*Exercise aim:*
Below is a set of records; restate each one word for word.

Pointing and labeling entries

══════════════════════════════

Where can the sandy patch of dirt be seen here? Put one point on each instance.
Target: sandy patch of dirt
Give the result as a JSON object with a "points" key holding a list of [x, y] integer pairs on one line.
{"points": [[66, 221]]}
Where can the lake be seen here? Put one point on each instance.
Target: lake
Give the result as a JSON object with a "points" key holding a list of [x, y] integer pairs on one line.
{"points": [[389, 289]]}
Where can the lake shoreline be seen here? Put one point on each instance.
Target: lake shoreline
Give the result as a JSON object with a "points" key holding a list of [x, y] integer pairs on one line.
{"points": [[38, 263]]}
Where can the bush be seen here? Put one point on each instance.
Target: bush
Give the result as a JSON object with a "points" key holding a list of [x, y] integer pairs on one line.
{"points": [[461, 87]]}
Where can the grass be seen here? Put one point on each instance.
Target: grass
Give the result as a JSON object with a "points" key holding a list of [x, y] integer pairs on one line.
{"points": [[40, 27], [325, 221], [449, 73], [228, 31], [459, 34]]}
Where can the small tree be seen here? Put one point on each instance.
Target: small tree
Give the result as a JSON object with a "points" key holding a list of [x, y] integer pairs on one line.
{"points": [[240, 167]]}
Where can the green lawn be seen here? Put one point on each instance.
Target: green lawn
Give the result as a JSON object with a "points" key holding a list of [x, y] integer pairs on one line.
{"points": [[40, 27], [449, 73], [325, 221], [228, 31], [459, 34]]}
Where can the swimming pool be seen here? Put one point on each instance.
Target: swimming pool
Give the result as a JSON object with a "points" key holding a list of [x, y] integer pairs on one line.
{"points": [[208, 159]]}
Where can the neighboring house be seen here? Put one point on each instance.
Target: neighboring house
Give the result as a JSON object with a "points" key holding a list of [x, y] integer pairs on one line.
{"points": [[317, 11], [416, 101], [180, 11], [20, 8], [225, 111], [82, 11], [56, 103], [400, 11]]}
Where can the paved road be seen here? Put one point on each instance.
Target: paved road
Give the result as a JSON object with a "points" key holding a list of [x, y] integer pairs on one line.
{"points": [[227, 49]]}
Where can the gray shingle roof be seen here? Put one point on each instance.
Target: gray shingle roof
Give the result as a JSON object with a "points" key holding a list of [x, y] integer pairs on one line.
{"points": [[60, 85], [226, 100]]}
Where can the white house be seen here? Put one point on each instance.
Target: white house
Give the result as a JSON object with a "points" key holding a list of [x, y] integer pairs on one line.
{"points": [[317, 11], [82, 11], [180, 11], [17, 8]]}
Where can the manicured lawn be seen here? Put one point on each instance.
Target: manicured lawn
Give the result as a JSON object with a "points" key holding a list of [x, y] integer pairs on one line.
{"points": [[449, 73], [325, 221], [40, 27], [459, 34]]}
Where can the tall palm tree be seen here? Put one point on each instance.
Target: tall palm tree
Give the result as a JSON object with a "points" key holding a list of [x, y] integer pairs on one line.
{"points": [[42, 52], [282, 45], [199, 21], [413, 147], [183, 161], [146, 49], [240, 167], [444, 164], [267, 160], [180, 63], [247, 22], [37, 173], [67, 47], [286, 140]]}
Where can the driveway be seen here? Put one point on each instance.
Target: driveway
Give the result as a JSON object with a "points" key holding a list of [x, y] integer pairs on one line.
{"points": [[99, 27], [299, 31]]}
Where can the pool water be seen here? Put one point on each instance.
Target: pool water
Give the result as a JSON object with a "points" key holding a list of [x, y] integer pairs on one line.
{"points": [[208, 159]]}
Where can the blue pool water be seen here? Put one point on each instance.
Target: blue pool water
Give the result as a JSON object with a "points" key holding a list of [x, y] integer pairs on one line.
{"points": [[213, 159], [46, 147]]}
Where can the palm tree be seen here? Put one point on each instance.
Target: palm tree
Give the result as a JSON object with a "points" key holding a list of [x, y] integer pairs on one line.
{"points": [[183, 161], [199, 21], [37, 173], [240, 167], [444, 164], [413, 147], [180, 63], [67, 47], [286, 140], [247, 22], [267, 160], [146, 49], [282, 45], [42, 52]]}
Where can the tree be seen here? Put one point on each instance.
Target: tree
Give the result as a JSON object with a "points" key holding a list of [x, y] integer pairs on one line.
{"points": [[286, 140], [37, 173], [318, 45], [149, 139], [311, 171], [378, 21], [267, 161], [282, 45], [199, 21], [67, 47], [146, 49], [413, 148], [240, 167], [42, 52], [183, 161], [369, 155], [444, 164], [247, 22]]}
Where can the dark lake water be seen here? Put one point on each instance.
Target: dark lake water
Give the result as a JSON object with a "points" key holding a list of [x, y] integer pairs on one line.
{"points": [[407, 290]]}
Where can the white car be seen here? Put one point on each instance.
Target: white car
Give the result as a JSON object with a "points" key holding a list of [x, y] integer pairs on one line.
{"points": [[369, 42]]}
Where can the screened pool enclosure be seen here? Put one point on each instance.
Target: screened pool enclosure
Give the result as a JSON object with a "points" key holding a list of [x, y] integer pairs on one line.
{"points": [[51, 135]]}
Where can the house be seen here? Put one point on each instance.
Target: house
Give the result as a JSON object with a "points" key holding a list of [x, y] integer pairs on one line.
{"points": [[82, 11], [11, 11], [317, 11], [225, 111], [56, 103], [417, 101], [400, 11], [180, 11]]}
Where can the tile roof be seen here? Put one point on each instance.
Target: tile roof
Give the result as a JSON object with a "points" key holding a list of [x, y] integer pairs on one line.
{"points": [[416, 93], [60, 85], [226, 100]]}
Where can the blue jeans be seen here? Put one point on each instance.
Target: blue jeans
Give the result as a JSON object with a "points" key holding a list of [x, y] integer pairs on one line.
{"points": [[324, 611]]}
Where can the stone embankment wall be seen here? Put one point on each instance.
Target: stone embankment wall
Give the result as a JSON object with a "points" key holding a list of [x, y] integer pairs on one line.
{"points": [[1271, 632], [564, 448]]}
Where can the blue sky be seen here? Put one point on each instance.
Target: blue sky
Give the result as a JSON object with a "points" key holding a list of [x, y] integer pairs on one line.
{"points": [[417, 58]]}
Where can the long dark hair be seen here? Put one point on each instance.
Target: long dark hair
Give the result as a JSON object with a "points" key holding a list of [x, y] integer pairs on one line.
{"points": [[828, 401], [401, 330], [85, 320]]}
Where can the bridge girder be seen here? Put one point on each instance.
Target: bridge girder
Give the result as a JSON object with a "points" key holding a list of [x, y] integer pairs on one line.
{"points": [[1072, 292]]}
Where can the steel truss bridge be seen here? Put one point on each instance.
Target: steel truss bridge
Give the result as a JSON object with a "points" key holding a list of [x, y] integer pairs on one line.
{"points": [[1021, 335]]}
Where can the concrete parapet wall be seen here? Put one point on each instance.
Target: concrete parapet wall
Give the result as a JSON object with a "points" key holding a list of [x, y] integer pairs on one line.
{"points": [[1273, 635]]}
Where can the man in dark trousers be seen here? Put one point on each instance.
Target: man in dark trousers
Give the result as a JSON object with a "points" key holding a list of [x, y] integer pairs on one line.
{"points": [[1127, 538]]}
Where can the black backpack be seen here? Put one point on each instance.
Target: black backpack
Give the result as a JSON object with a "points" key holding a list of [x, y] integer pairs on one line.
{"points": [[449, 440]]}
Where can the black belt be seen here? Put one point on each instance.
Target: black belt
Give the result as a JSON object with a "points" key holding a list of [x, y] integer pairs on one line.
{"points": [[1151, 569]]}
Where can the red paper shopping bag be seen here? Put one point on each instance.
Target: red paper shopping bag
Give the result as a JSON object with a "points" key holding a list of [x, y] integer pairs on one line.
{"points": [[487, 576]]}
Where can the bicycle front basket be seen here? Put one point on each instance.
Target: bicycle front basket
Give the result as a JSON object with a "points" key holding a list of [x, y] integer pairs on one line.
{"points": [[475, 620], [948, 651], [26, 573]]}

══════════════════════════════

*Response for this exercise:*
Where can the sandy patch of dirt be seen here? Put one point on each instance.
Target: sandy patch of dirt
Give the result as a JSON object with a "points" key holding a list of [x, y] integer pairs on one line.
{"points": [[66, 221]]}
Where can the lake be seen here? Put one point on each instance.
Target: lake
Give the result as a JSON object with a "points" key holding a list of [x, y] integer pairs on one line.
{"points": [[389, 289]]}
Where can the lake shoreline be seen here? Put one point on each instance.
Target: lake shoreline
Give the result as a JSON object with a "points" key holding a list of [x, y] integer pairs on one line.
{"points": [[38, 263]]}
Where can the bush be seen here? Put one point on each instance.
Target: bush
Give the result as a JSON object with a "points" key holding a list of [x, y] integer pairs on one line.
{"points": [[461, 87]]}
Where can the grass be seen here? Put one point on each instance.
Target: grass
Give the result as a JSON object with a "points" key holding a list of [x, y] integer pairs on one line.
{"points": [[40, 27], [325, 221], [449, 73], [228, 31], [459, 34]]}
Where can the small tree be seen here? Put one point on each instance.
Target: small tree
Give the result as a JSON object with a "points" key holding a list of [x, y] integer pairs on one line.
{"points": [[240, 167]]}
Where can the green lawn be seen here? Put one point on each instance.
Target: green lawn
Give the result as a JSON object with a "points" key holding a list of [x, y] integer pairs on one line.
{"points": [[40, 27], [449, 73], [325, 221], [228, 31], [459, 34]]}
Where can the swimming pool be seen here? Put one point on each instance.
Target: swimming pool
Give the result as a JSON object with a "points" key holding a list of [x, y] integer pairs on one line.
{"points": [[208, 159]]}
Where can the neighboring house be seen here? Put one point on each instance.
Target: neighboring house
Give the result as a JSON object with a "points" key holding a list of [x, y] integer pairs on one line.
{"points": [[317, 11], [416, 101], [180, 11], [20, 8], [225, 111], [82, 11], [56, 103], [400, 11]]}
Where can the paved road be seen here? Put one point on each instance.
Target: paved road
Give the result as a JSON object with a "points" key holding a list of [x, y] integer pairs on one line.
{"points": [[227, 49]]}
Where can the gray shingle roof be seen here? Put one point on each instance.
Target: gray shingle roof
Give the result as a JSON object with a "points" key holding a list of [x, y] integer pairs on one line.
{"points": [[60, 85], [226, 100]]}
Where can the white house be seen here? Put one point on each instance.
Target: white house
Give the result as a JSON object with a "points" key holding a list of [x, y] integer pairs on one line.
{"points": [[317, 11], [82, 11], [180, 11], [17, 8]]}
Where can the manicured lawn be seen here? Put one point on each instance.
Target: manicured lawn
Give the result as a JSON object with a "points" key holding a list of [x, y] integer pairs on one line.
{"points": [[449, 73], [325, 221], [40, 27], [459, 34]]}
Where can the tall palm tree be seen here? Put one point on each instance.
Target: tall palm tree
Give the result as a JSON object with a "points" key holding a list of [x, y] integer pairs on one line.
{"points": [[42, 52], [282, 45], [199, 21], [413, 147], [183, 161], [146, 49], [240, 167], [444, 164], [267, 160], [180, 63], [247, 22], [37, 173], [67, 47], [286, 140]]}
Where can the driveway be seen here? Put one point on each instance.
Target: driveway
Give the result as a JSON object with a "points" key holding a list of [x, y] integer pairs on one line.
{"points": [[99, 27], [299, 31]]}
Where can the pool water be seen here? Put one point on each instance.
Target: pool water
Give the result as a JSON object with a "points" key holding a list of [x, y] integer pairs on one line.
{"points": [[208, 159]]}
Where can the blue pool water be seen here? Put one point on each instance.
Target: blue pool water
Give the result as a JSON object with a "points" key holding a list of [x, y] integer pairs on one line.
{"points": [[213, 159], [46, 147]]}
Where can the palm tree be seen here? Put one point on each instance.
Target: palm tree
Give the result as a JSON object with a "points" key holding a list of [x, y] integer pairs on one line.
{"points": [[183, 161], [199, 21], [37, 173], [240, 167], [444, 164], [413, 147], [180, 63], [67, 47], [286, 140], [247, 22], [267, 160], [146, 49], [282, 45], [42, 52]]}
Where can the tree be seen here? Put one point on each instance.
Target: tree
Give the result as a JSON object with a "points" key holding a list of [x, y] integer pairs on one line.
{"points": [[286, 140], [37, 173], [318, 45], [149, 139], [311, 171], [378, 21], [267, 161], [282, 45], [199, 21], [67, 47], [146, 49], [413, 148], [240, 167], [42, 52], [183, 161], [369, 155], [444, 164], [247, 22]]}
Where can the dark lake water be seen here? Put one point on each instance.
Target: dark lake water
Give the result as a JSON object with a "points" key holding a list of [x, y] integer pairs on one line.
{"points": [[407, 290]]}
Where can the white car be seen here? Put one point on each instance.
Target: white car
Give the result as a JSON object with a "points" key holding a list of [x, y] integer pairs on one line.
{"points": [[369, 42]]}
Where can the screened pool enclosure be seen here? Put one point on each instance.
Target: screened pool enclosure
Give the result as a JSON object with a "points" key holding a list of [x, y] integer pairs on one line.
{"points": [[51, 135]]}
Where can the house be seen here? Put one point on each instance.
Target: house
Give the result as a JSON object with a "points" key holding a list of [x, y] integer pairs on one line.
{"points": [[82, 11], [11, 11], [317, 11], [225, 111], [56, 103], [417, 101], [400, 11], [180, 11]]}
Where can the tile roof be seen here? Put one point on each instance.
Target: tile roof
Give the result as a JSON object with a "points" key holding a list of [x, y] integer pairs on one line.
{"points": [[416, 93], [60, 85], [226, 100]]}
Where can the blue jeans be seen here? Put one point on each instance.
Target: blue jeans
Give the result as a JSON object with a "points" key holding a list of [x, y] integer pairs on one line.
{"points": [[324, 611]]}
Where can the stone embankment wall be seen here? Put one point on each instance.
Target: stone embankment wall
Give the result as a JSON object with a "points" key holding a list of [x, y] integer pairs on one line.
{"points": [[1271, 632], [564, 448]]}
Where can the blue sky be seen here? Put one point on each instance.
Target: blue sky
Give the result as a JSON object with a "points" key holding a list of [x, y] integer pairs on one line.
{"points": [[417, 58]]}
Where can the long dark hair be seen here? Put one point on each instance.
Target: long dark hair
Give the result as a JSON object with a "points" key holding a list of [x, y] integer pairs on one line.
{"points": [[828, 401], [401, 330], [85, 320]]}
Where can the bridge girder be seen here? Put one point on each instance.
Target: bridge girder
Give the result as a JSON object with a "points" key holding a list of [x, y] integer pairs on one line.
{"points": [[1072, 292]]}
Where can the steel truss bridge be seen here? Put one point on each instance.
Target: steel truss bridge
Give the result as a JSON object with a "points" key holding a list of [x, y] integer pairs on one line.
{"points": [[1021, 335]]}
Where can the concrete parapet wall be seen here? Put one point on each instance.
Target: concrete parapet wall
Give the result as a JSON object with a "points" key holding a list of [x, y] integer pairs on one line.
{"points": [[1273, 635]]}
Where can the man in dark trousers be seen here? Put one point on each instance.
Target: man in dark trousers
Give the result as a JSON object with a "points" key holding a list of [x, y] integer pairs on one line.
{"points": [[1127, 538]]}
Where can the black backpack be seen here? Put one point on each instance.
Target: black backpack
Give the result as a JSON object with a "points" key holding a list of [x, y] integer pairs on one line.
{"points": [[449, 440]]}
Where can the black belt be seen here? Put one point on each instance.
Target: black belt
Give the result as a JSON object with a "points" key holding a list of [x, y] integer pairs on one line.
{"points": [[1151, 569]]}
Where can the red paper shopping bag be seen here? Put one point on each instance.
Target: red paper shopping bag
Give the result as a JSON object with a "points" key holding a list of [x, y] integer pairs on one line.
{"points": [[487, 576]]}
Where can the bicycle front basket be seen here? Put one point on each instance.
Target: bicycle front basket
Give the result as a JSON object with a "points" key holding a list of [x, y] integer pairs on one line.
{"points": [[475, 620], [948, 651], [26, 573]]}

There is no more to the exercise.